◆ Data ◆
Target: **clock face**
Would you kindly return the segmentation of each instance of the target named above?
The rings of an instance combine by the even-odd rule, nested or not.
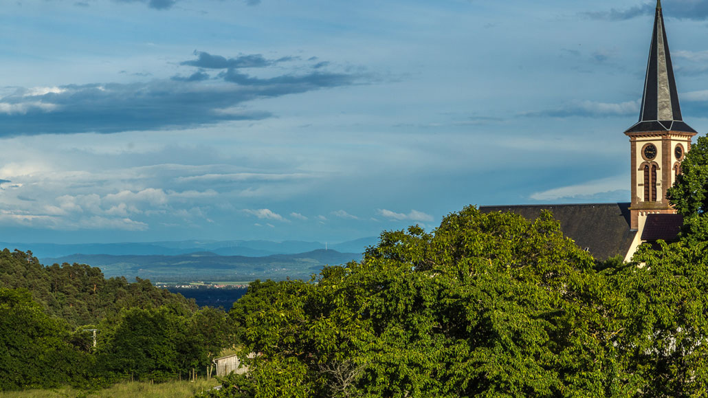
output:
[[[654,147],[653,144],[644,147],[644,157],[649,159],[656,157],[656,147]]]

◆ Written exercise ◆
Reproduce the records above word for word, leaving out the pictures.

◆ Answer to the problem ◆
Target: **clock face**
Would you kindly return the segmentation of each instance of the target named above?
The rings of an instance combine by the even-odd rule, nested or not.
output:
[[[654,147],[653,144],[644,147],[644,157],[649,159],[656,157],[656,147]]]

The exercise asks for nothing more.